[PROBLEM DESCRIPTION]: Can you give the material below as a numbered list, leaving out any blank lines?

⁂

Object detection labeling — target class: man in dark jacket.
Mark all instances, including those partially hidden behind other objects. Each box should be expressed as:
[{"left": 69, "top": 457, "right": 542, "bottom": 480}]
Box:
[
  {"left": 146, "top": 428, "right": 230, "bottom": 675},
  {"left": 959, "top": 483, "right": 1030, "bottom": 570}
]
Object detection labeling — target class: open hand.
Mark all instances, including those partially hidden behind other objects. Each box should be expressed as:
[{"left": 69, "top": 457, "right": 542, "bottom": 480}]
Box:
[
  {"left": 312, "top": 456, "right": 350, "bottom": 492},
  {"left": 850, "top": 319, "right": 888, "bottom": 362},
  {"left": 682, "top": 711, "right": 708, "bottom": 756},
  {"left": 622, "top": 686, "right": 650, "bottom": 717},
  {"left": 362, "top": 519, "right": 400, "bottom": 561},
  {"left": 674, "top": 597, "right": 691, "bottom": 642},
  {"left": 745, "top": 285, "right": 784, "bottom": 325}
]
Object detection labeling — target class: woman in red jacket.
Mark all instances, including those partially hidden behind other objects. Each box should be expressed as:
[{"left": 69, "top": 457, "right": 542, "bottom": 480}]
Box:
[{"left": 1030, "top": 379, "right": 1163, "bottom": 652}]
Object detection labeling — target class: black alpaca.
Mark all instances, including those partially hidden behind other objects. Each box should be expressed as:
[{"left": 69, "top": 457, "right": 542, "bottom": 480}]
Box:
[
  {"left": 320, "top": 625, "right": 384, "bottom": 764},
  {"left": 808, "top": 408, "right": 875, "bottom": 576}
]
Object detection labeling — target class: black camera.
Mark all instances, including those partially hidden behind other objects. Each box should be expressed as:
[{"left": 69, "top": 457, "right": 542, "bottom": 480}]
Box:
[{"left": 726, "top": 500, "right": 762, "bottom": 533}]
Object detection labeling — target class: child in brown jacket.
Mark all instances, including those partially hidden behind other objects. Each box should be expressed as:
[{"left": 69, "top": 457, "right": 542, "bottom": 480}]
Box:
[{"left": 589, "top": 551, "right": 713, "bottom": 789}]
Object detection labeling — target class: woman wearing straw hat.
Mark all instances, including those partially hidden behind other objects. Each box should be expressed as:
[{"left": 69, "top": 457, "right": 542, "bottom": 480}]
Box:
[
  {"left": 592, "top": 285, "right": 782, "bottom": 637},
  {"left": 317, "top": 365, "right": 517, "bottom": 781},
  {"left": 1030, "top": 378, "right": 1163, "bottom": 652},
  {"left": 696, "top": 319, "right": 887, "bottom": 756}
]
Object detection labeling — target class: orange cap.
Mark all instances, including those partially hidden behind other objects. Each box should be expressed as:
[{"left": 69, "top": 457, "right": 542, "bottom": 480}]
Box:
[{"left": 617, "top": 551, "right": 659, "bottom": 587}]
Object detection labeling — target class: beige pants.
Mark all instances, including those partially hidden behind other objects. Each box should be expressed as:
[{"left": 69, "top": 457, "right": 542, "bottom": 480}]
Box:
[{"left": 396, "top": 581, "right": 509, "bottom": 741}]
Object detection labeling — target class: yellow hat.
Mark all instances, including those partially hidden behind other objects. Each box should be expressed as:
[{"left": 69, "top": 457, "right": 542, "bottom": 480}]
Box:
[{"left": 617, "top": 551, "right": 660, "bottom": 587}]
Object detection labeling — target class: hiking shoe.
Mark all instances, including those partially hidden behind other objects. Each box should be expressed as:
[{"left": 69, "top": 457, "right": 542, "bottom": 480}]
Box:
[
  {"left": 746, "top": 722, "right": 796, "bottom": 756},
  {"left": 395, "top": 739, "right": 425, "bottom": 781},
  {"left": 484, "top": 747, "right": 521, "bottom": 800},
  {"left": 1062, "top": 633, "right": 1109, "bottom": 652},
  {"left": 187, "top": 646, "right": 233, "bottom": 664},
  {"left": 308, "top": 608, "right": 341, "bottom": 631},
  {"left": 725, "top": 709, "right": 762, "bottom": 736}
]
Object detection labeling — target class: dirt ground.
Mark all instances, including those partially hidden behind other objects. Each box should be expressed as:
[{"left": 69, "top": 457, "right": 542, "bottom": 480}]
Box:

⁂

[RESULT]:
1. Object detection labeling — target class: man in dark jacket.
2. Mark all instances, including those partially hidden behind other objects. Each box should be expressed as:
3. [{"left": 69, "top": 457, "right": 542, "bottom": 480}]
4. Box:
5. [
6.   {"left": 146, "top": 428, "right": 230, "bottom": 675},
7.   {"left": 959, "top": 483, "right": 1030, "bottom": 570}
8. ]
9. Object detection labeling — target class: open hand.
10. Mark all instances, including those partially hidden behind other objects. Each box should be expressed as:
11. [{"left": 69, "top": 457, "right": 542, "bottom": 480}]
12. Box:
13. [
14.   {"left": 312, "top": 456, "right": 350, "bottom": 492},
15.   {"left": 850, "top": 319, "right": 888, "bottom": 362},
16.   {"left": 682, "top": 711, "right": 708, "bottom": 756},
17.   {"left": 622, "top": 686, "right": 650, "bottom": 717},
18.   {"left": 362, "top": 519, "right": 400, "bottom": 561},
19.   {"left": 674, "top": 597, "right": 691, "bottom": 642},
20.   {"left": 745, "top": 285, "right": 784, "bottom": 325}
21. ]
22. Object detection labeling — target class: woman in red jacket.
23. Mark all instances, including those partially hidden behind other objects. Each box should be expressed as:
24. [{"left": 69, "top": 457, "right": 542, "bottom": 480}]
25. Box:
26. [{"left": 1030, "top": 379, "right": 1163, "bottom": 652}]
27. Object detection labeling — target class: black alpaca.
28. Mark all instances, including those partially hidden behind other objects. Each box should be expressed as:
29. [{"left": 69, "top": 457, "right": 542, "bottom": 480}]
30. Box:
31. [
32.   {"left": 320, "top": 625, "right": 384, "bottom": 764},
33.   {"left": 808, "top": 408, "right": 875, "bottom": 576}
34. ]
35. Object detection labeling — target class: black camera.
36. Mark all instances, including those partially hidden behind other objects. Each box should be expressed as:
37. [{"left": 69, "top": 457, "right": 542, "bottom": 480}]
38. Box:
39. [{"left": 726, "top": 500, "right": 762, "bottom": 533}]
40. Object detection labeling — target class: child in brown jacket.
41. Mark all instances, including those partially hidden behind other objects. Each box should be expressed as:
42. [{"left": 69, "top": 457, "right": 542, "bottom": 480}]
43. Box:
44. [{"left": 589, "top": 551, "right": 713, "bottom": 789}]
45. Object detection labeling — target class: woman wearing straw hat.
46. Mark all instances, including those partially hidden behind other objects. Each box should be expressed as:
47. [{"left": 69, "top": 457, "right": 542, "bottom": 480}]
48. Box:
49. [
50.   {"left": 592, "top": 285, "right": 782, "bottom": 637},
51.   {"left": 317, "top": 365, "right": 517, "bottom": 781},
52.   {"left": 1030, "top": 378, "right": 1163, "bottom": 652},
53.   {"left": 696, "top": 319, "right": 887, "bottom": 756}
54. ]
55. Object detection labeling — target class: orange cap.
56. Mark all instances, including those partially hidden behind other objects. Each box should be expressed as:
57. [{"left": 69, "top": 457, "right": 542, "bottom": 480}]
58. Box:
59. [{"left": 617, "top": 551, "right": 659, "bottom": 587}]
60. Object detection labeling — target class: beige pants.
61. Mark all instances, including those partially hidden behind other objects. Each box should be expressed as:
62. [{"left": 69, "top": 457, "right": 542, "bottom": 480}]
63. Box:
64. [{"left": 396, "top": 581, "right": 509, "bottom": 741}]
65. Object detection labeling — target class: yellow hat.
66. Mark all instances, including those partially hidden behind other objects. Each box should be expressed as:
67. [{"left": 69, "top": 457, "right": 542, "bottom": 480}]
68. Box:
69. [{"left": 617, "top": 551, "right": 660, "bottom": 587}]
70. Object detection labeling — target class: hiking shoe.
71. Mark all instances, including those partially hidden behind other objects. Each box should be expressed as:
72. [{"left": 69, "top": 457, "right": 542, "bottom": 480}]
73. Box:
74. [
75.   {"left": 746, "top": 722, "right": 796, "bottom": 756},
76.   {"left": 395, "top": 739, "right": 425, "bottom": 781},
77.   {"left": 484, "top": 747, "right": 521, "bottom": 800},
78.   {"left": 1062, "top": 633, "right": 1109, "bottom": 652},
79.   {"left": 187, "top": 646, "right": 233, "bottom": 664},
80.   {"left": 308, "top": 608, "right": 341, "bottom": 631},
81.   {"left": 725, "top": 709, "right": 762, "bottom": 736}
82. ]
83. Object detection labeling — target class: dirt ground.
84. Mark all instances, including those partially hidden behind other objects. Each box should be expressed as:
85. [{"left": 69, "top": 457, "right": 542, "bottom": 480}]
86. Box:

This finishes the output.